#### Problem to work on
Can you duplicate the entries below exactly, line for line, leaving out the pictures?

-------

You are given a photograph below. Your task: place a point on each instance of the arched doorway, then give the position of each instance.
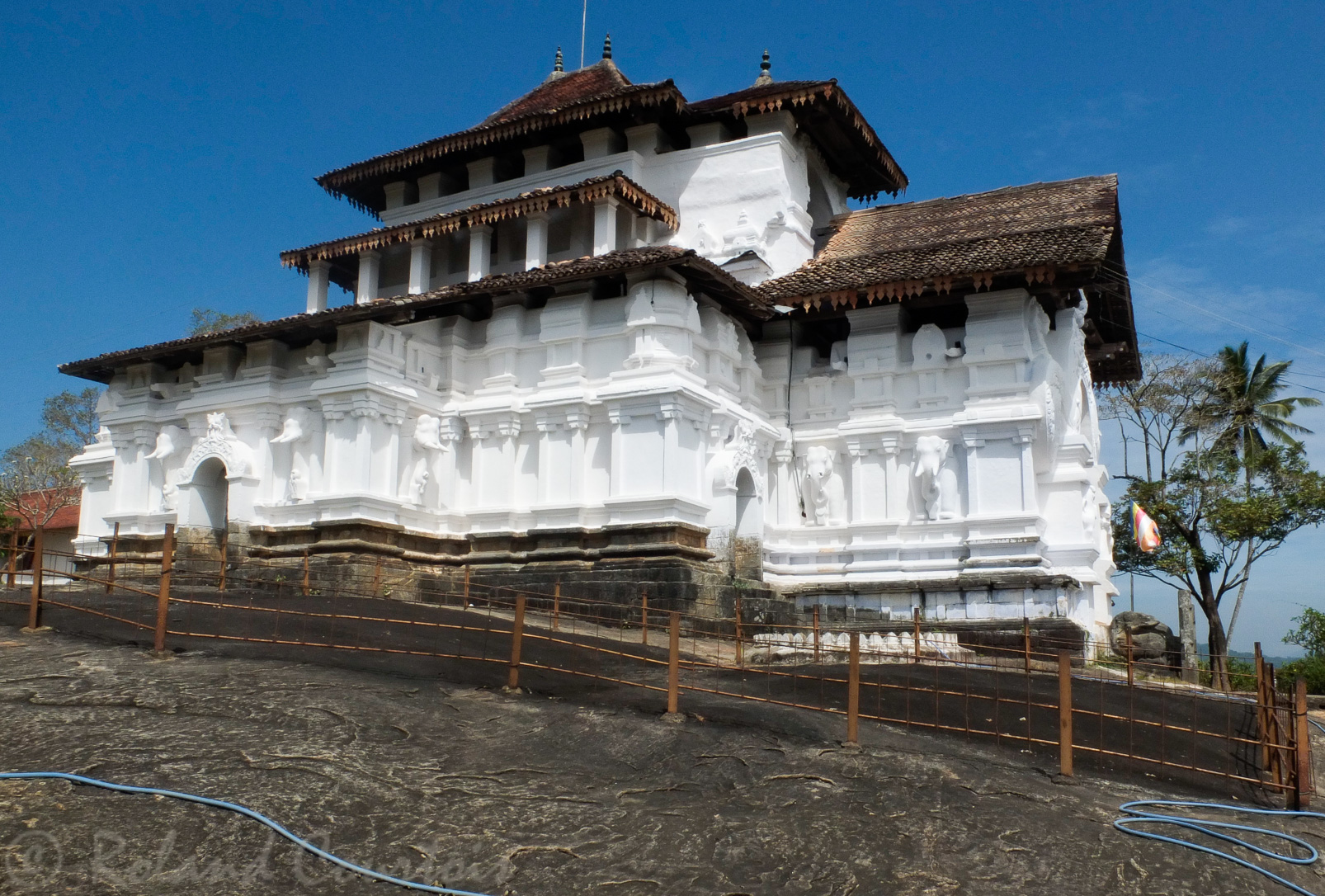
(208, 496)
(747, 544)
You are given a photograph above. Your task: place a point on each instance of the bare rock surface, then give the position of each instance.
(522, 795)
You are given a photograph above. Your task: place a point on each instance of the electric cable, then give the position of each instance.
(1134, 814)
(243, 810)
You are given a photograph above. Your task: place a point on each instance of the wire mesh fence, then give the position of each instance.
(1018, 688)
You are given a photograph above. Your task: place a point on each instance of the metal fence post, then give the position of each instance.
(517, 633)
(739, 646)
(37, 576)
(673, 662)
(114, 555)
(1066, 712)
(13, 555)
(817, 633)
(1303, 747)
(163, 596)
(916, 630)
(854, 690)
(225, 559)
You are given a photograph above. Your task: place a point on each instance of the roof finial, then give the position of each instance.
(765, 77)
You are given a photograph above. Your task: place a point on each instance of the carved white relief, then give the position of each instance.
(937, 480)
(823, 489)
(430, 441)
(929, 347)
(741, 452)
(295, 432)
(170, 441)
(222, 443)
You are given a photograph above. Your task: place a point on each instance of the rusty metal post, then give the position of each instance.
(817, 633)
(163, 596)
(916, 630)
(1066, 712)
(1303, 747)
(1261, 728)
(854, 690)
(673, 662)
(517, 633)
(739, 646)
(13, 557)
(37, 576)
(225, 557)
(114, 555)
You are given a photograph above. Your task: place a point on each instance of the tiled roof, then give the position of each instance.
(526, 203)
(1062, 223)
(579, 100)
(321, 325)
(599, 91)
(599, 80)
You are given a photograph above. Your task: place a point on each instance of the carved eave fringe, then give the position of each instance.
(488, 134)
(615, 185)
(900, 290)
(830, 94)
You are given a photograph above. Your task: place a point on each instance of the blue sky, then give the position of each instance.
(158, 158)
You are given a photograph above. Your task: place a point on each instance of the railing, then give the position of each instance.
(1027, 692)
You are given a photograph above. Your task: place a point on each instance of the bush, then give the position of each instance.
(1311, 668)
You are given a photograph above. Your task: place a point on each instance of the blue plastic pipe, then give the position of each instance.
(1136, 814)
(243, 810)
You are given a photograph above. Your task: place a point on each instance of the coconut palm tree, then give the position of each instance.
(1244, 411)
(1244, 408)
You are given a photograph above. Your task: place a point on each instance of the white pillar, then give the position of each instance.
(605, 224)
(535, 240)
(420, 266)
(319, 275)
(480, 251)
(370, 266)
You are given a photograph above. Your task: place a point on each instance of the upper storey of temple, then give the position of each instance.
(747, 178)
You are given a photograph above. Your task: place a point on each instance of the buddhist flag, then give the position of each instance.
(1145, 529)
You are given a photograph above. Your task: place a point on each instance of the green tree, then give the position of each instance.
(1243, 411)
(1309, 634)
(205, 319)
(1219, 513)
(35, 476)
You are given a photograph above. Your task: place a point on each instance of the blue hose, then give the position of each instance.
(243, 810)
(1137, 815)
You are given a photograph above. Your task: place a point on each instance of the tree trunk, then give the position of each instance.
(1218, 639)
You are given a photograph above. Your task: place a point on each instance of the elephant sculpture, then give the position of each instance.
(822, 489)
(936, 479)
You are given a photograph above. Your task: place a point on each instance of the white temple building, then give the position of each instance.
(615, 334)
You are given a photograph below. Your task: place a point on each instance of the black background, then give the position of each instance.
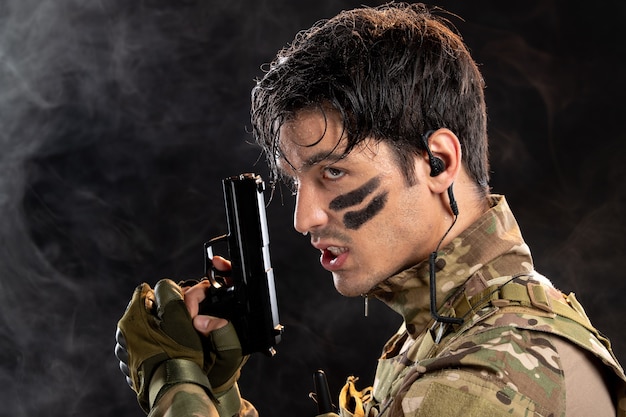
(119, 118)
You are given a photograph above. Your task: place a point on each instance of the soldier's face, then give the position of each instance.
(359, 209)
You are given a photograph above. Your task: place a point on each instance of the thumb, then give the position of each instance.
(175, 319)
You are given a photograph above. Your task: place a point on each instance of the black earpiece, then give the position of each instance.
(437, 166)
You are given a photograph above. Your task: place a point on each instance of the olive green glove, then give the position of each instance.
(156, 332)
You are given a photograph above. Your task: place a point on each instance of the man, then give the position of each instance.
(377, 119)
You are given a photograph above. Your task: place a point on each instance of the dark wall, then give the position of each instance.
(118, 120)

-------

#### Output
You are given a photograph below. Your task: place a point on each instance of the arched doorway, then give the position of each instance.
(208, 496)
(747, 544)
You are given a photograph above. Your task: place a point on each instance of the bare rock surface, then give the position of each instance.
(522, 795)
You are given a photograph above. Your task: place a point on each instance of the electric cable, then give the position of each instance.
(1134, 814)
(243, 810)
You are given a photograph above. Your task: place a point on each instance of the wire mesh fence, then give the position of each instance.
(1018, 688)
You are given a photograph above. Your task: place a point on each instance of the metal fence post, then give the position of each instance.
(517, 633)
(739, 646)
(37, 576)
(673, 662)
(114, 555)
(1066, 712)
(13, 555)
(817, 633)
(1303, 747)
(163, 596)
(916, 630)
(854, 690)
(225, 559)
You are given a photograph above. Your task: place a point on each instance of the roof finial, then give the position of each instance.
(765, 77)
You are given a photograph above. Your task: place a point on each instance of the carved white relief, then give the position of each instance.
(937, 480)
(823, 489)
(430, 441)
(929, 347)
(741, 452)
(295, 432)
(170, 441)
(222, 443)
You are given a photograph above. Your task: place a point on each instance of the rusty metal post, then give the position of each instance.
(817, 633)
(163, 596)
(916, 630)
(1066, 712)
(1303, 747)
(1261, 728)
(854, 690)
(673, 662)
(517, 633)
(739, 646)
(13, 557)
(37, 576)
(225, 557)
(114, 555)
You are given a photograph above. Your task: place a point on each instance of the tiled roof, then give the position of each instance.
(526, 203)
(1062, 223)
(579, 100)
(321, 325)
(599, 91)
(599, 80)
You are given a photograph above. Your task: place a point on each instance of the carved eave fringe, then give the position of each instance.
(488, 134)
(615, 185)
(900, 290)
(830, 94)
You are given a photograph above. Your task: place a point on each instance of the blue sky, then give the position of each instance.
(158, 158)
You are given a photograph above. Your task: place a point on each instance of the railing, then give the position of each instance.
(1027, 692)
You are given a photograph above. Your task: place a point on each instance of the bush, then give the position of each instance.
(1311, 668)
You are given a photograph above. Your task: place a point on each instance of the blue plastic pipe, then give the position of each instance.
(1136, 814)
(243, 810)
You are given a photograph above. Your task: place a point on each instance of the coconut palm tree, then give the position of each instance.
(1244, 411)
(1244, 408)
You are given a photograph above. Your task: place a point on each instance of the white pillar, then give the position of each instance.
(605, 224)
(535, 240)
(420, 266)
(319, 275)
(480, 251)
(370, 266)
You are given a photograph above. Your task: place a point on each instance of the upper storey of temple, then give the position of each instance.
(747, 178)
You are given a photograph above. Your task: place a point on each instance of the buddhist flag, then give the position of each instance.
(1145, 529)
You are given a photograph above. Your task: place a point on each instance of the green tree, then give the position of each instance.
(1243, 411)
(1309, 634)
(205, 319)
(1219, 513)
(35, 476)
You are given a photograph above. Your task: place a point on each instance of the blue hose, then give the position of each instance.
(243, 810)
(1137, 815)
You are given a photograph above. Your task: place a point on each instance of the tree trunk, then give the position of each instance.
(1218, 639)
You are given a photograph above. Your task: place a point on each instance of the elephant sculpture, then give the position of each instance.
(822, 489)
(936, 479)
You are given a photograph above. Your task: place a point on each instance of the white temple building, then give the position of each instance.
(615, 334)
You are given a photograph below. Your task: place a point on each instance of the black background, then give the position of each instance.
(119, 118)
You are given a photograph above. Your task: place a point on each instance of the soldier's face, then give the position of each instance.
(359, 209)
You are given a photograph above. Your task: place a point on each instance of the thumb, then give the position of each instance.
(175, 319)
You are given a photograph above. Your task: place a point on each instance of the black earpiece, then give the position of each instance.
(437, 166)
You are given a photograph above. Your task: place a point on each instance of the olive green glove, then give the position of each instance.
(156, 332)
You are given a photograph above. Your task: place a point on each instance of the man, then give the position of each instance.
(377, 119)
You are given a photograph above. Your task: place a point on each instance of the dark wall, then give the position of each instance.
(118, 120)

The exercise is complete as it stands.